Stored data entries
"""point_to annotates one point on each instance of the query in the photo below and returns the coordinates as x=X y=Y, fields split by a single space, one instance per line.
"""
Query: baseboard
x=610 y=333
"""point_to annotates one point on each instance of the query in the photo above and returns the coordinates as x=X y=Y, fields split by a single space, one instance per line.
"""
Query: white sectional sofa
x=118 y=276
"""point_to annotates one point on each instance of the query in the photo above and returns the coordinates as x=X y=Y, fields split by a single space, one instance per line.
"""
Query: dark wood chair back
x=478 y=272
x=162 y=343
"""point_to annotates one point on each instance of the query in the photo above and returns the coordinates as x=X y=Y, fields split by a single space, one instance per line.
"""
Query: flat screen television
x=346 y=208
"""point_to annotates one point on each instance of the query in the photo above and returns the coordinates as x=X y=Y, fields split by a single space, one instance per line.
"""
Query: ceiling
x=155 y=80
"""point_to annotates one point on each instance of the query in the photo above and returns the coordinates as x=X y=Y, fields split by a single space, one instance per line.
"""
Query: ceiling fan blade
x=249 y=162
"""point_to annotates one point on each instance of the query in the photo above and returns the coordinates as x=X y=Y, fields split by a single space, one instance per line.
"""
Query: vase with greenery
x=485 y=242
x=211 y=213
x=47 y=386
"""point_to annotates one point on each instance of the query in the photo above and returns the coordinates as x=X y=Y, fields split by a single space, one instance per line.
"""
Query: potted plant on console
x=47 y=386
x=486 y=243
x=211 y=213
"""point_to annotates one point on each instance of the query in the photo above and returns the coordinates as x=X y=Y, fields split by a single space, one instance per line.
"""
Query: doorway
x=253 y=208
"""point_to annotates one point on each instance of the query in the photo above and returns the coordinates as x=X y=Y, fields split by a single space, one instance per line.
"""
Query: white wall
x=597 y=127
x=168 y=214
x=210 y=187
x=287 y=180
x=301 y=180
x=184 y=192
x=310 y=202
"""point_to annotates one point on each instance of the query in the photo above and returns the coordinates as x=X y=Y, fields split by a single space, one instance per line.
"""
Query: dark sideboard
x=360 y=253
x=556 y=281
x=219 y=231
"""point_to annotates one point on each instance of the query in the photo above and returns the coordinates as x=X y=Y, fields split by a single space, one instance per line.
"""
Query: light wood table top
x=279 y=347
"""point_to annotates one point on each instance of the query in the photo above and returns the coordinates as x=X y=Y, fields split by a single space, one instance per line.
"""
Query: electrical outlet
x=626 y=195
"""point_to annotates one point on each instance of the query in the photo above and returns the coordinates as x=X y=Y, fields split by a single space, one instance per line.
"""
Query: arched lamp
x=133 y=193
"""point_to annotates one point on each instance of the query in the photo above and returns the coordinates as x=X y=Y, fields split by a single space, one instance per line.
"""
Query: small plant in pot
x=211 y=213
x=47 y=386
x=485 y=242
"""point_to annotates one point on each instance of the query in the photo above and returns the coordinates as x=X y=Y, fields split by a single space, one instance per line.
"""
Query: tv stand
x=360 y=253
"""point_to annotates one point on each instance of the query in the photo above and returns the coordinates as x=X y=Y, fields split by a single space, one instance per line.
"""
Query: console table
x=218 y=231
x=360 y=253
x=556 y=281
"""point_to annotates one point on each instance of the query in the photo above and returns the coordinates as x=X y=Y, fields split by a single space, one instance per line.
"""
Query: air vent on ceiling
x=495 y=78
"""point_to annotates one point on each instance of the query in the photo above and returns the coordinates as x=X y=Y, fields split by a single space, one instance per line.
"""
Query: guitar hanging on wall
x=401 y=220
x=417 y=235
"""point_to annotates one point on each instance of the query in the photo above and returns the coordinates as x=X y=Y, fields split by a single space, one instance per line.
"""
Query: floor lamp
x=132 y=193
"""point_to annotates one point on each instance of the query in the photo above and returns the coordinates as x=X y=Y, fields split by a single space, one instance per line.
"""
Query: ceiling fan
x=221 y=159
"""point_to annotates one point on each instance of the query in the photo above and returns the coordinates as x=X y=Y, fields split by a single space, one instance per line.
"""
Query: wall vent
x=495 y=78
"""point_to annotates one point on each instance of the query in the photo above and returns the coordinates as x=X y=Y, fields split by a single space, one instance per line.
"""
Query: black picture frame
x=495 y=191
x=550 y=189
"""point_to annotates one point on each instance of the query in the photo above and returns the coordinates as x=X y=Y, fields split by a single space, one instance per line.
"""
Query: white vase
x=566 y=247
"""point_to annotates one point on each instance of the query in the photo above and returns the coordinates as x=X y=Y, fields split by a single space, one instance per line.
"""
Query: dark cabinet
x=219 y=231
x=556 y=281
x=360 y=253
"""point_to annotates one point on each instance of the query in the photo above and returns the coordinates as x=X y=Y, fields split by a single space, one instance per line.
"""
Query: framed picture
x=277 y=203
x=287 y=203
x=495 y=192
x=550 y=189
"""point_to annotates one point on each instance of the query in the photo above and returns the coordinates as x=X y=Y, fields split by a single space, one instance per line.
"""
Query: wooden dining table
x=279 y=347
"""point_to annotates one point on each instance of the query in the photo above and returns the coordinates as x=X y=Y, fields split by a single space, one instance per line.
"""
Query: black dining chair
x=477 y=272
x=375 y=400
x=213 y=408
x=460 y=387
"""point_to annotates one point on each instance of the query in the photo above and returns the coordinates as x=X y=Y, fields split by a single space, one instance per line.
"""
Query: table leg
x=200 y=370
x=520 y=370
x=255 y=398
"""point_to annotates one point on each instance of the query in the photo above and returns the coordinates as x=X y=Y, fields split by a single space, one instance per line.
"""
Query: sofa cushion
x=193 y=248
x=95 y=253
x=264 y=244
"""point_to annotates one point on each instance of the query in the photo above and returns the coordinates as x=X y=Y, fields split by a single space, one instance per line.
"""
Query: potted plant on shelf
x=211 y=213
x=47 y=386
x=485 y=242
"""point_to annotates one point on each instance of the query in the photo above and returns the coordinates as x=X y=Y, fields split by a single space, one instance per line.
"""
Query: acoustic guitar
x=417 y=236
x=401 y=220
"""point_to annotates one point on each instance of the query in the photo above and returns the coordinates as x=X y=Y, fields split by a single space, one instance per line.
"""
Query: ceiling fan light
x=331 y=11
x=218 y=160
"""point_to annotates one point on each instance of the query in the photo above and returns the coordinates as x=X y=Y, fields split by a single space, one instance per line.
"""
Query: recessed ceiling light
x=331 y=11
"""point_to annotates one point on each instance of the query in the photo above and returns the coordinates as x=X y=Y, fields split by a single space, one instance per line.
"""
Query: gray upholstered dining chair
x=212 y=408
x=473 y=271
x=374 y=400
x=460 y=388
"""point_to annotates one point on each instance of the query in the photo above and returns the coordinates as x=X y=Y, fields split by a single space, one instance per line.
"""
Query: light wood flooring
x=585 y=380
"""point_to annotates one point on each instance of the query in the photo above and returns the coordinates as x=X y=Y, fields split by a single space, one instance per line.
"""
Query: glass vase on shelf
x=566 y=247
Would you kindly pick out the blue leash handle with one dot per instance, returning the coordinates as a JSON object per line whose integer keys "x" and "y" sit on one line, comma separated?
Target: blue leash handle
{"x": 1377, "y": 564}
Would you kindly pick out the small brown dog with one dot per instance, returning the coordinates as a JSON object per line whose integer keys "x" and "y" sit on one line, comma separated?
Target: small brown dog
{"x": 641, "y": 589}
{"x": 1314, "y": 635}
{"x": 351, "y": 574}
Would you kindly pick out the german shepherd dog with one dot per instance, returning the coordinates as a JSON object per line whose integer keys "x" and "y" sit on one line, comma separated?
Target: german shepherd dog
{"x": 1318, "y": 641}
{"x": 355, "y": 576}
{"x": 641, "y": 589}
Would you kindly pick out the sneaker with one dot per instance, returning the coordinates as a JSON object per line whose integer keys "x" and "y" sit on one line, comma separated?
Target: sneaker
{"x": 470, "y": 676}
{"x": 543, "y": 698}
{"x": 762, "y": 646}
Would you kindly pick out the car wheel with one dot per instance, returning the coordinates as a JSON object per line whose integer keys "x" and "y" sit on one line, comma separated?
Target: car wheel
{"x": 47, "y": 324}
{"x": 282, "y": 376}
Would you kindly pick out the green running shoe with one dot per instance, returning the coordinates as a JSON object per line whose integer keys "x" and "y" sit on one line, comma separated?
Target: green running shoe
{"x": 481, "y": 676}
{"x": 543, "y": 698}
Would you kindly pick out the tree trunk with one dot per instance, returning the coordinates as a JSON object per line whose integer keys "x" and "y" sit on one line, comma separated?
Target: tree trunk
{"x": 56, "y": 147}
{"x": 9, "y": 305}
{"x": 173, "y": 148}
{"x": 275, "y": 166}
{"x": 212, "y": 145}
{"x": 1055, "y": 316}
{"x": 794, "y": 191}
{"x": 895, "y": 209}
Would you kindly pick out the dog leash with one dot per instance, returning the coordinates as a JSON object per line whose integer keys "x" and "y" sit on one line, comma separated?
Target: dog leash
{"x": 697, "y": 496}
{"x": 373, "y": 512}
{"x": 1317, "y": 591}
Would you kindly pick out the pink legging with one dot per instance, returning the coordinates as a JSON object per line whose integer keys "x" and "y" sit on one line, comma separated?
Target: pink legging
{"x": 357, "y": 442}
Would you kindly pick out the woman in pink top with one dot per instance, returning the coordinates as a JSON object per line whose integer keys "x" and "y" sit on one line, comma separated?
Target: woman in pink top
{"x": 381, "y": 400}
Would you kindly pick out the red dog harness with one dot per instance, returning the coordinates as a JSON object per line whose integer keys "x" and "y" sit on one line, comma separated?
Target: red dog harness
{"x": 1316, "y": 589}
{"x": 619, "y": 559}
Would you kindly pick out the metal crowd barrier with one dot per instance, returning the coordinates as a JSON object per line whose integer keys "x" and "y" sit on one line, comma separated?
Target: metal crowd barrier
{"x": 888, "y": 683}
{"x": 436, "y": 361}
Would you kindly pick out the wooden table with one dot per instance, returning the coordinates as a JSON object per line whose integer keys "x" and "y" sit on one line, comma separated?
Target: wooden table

WHAT YOU WILL DO
Only the lines from the one containing "Target: woman in pink top" through the end of the entries above should be written out, exactly and in full.

ANSWER
Target: woman in pink top
{"x": 381, "y": 400}
Would you kindly pick out the red dog harness with one dot per instance, returning the coordinates as a JSON object per line whose integer keys "x" and "y" sit on one line, comma separated?
Target: red dog harness
{"x": 1316, "y": 589}
{"x": 619, "y": 559}
Would you kindly pick out the metal crowd barrier with one dot per instance, returning the coordinates as a JSON object per line whose integer keys "x" and "y" sit on one line, comma separated?
Target: metal crowd barrier
{"x": 888, "y": 683}
{"x": 436, "y": 361}
Would you kindly pick out the wooden table with one dot per instance, returning the coordinates as a JSON object per line whose integer keys "x" and "y" sit on one line, comma separated?
Target: wooden table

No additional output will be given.